Work to do:
Reproduce verbatim the lines below, starting at the line that contains "query (the noun phrase to segment): black" and ending with the line that contains "POLYGON ((382 126, 382", both included.

Task material:
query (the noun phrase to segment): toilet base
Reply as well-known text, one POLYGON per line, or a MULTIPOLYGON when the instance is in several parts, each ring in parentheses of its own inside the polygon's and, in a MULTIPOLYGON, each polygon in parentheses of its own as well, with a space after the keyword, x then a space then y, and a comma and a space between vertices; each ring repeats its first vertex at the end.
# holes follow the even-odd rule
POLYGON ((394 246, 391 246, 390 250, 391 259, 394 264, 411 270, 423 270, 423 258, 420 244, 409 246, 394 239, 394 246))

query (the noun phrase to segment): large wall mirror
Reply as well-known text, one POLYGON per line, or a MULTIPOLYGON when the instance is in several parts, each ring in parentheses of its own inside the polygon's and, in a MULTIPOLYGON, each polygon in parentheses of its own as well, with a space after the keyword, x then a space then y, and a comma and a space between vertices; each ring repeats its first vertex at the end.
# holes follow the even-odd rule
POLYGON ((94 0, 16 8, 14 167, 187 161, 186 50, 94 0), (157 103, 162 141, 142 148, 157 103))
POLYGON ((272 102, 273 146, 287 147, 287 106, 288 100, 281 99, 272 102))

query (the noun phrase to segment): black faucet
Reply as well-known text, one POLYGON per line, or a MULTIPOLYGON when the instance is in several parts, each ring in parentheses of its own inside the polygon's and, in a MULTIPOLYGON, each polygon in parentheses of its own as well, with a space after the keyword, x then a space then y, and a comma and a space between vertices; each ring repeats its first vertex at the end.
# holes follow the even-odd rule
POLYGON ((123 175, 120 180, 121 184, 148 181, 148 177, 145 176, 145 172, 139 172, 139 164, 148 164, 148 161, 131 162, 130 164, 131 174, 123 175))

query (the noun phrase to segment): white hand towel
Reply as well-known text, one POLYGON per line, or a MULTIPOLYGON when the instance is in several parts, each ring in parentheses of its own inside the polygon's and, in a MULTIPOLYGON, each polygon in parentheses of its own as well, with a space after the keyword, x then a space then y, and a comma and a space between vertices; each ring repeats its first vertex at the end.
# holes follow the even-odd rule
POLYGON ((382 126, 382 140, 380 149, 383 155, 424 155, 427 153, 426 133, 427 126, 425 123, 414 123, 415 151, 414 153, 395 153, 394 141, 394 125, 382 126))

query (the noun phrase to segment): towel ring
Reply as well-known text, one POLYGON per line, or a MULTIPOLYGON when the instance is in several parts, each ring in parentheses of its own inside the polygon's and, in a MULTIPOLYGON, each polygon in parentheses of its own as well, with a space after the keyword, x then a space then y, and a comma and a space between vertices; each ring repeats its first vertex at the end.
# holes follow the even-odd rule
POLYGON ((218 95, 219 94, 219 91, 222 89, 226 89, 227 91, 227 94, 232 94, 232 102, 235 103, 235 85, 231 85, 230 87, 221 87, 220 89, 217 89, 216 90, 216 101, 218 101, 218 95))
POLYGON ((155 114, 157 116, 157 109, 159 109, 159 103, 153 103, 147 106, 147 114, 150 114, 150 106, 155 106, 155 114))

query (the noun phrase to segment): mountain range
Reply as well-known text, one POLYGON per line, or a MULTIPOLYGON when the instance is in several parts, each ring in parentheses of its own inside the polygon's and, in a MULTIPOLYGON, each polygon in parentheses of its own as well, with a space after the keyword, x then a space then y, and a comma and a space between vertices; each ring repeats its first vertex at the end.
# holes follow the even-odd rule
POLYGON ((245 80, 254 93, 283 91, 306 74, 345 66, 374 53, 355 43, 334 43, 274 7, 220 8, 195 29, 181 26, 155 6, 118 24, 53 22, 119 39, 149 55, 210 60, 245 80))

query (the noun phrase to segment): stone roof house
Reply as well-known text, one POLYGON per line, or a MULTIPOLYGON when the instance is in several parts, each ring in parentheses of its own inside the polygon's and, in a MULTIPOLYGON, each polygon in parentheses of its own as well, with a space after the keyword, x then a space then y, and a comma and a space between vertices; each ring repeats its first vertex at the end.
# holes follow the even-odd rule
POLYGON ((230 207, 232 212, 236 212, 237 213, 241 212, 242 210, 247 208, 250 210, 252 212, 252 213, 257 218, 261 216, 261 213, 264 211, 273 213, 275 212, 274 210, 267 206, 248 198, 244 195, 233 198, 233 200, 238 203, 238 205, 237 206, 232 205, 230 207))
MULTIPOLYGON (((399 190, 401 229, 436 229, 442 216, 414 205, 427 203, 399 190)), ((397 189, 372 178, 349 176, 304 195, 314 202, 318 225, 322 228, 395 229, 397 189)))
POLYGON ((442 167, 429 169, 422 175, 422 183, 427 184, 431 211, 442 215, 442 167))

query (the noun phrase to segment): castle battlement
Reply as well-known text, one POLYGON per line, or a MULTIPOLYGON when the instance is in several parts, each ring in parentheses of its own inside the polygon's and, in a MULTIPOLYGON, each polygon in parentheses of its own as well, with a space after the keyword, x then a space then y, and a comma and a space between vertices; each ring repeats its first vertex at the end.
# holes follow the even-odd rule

==

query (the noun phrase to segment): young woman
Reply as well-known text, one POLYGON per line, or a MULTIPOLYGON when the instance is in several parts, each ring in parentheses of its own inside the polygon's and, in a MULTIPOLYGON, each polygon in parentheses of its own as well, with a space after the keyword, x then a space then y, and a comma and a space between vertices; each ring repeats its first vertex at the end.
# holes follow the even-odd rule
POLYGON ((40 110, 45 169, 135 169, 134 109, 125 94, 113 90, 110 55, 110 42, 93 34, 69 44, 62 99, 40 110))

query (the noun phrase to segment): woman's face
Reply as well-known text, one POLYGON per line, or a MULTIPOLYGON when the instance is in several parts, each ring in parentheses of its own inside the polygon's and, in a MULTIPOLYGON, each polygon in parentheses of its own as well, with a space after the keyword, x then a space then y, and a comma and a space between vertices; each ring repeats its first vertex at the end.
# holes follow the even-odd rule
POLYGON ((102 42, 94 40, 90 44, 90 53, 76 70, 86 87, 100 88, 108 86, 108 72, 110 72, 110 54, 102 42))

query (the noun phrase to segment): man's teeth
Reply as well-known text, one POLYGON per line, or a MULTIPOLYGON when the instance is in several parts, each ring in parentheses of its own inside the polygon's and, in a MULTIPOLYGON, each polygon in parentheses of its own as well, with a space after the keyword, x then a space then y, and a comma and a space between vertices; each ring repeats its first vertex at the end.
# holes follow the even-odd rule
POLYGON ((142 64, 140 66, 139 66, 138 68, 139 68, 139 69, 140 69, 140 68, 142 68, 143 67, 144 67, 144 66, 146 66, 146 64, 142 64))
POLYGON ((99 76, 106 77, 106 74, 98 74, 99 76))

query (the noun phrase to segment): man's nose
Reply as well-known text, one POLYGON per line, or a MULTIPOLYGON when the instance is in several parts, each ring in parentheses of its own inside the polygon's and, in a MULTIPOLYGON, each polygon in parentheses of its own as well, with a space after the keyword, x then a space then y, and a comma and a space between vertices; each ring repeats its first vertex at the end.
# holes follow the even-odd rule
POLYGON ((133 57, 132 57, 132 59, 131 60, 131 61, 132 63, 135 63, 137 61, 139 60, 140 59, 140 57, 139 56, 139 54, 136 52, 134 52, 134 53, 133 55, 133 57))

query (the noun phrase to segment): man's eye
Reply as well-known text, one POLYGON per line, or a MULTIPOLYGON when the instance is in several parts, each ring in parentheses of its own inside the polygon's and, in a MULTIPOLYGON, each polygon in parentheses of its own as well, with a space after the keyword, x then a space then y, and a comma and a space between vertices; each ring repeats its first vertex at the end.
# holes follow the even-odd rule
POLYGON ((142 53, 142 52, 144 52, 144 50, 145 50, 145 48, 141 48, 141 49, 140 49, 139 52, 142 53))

Output below:
query (the noun phrase to segment): black faucet
Reply as well-known text, one POLYGON per line, or a MULTIPOLYGON when the instance is in several parts, each ring in parentheses of its own inside the polygon's and, in a MULTIPOLYGON, each polygon in parentheses of its own as well, with a space after the keyword, x then a space then y, and a comma and a space between vertices; each ring repeats its first vertex at the end.
# holes follow the even-odd rule
POLYGON ((123 175, 120 180, 121 184, 148 181, 148 177, 145 176, 145 172, 139 172, 139 164, 148 164, 148 161, 131 162, 130 164, 131 174, 123 175))

query (the noun phrase to segment): white hand towel
Reply as well-known text, one POLYGON per line, or a MULTIPOLYGON when the instance is in several parts, each ring in parentheses of its own inside the polygon's and, in a MULTIPOLYGON, each polygon in parentheses of its own as well, with a space after the keyword, x then a space then y, and a comma and a space between vertices; each ring repeats its first vertex at the end.
# holes follow the even-odd rule
POLYGON ((382 126, 382 140, 380 149, 383 155, 424 155, 427 153, 426 133, 427 126, 425 123, 414 123, 415 151, 414 153, 395 153, 394 141, 394 125, 382 126))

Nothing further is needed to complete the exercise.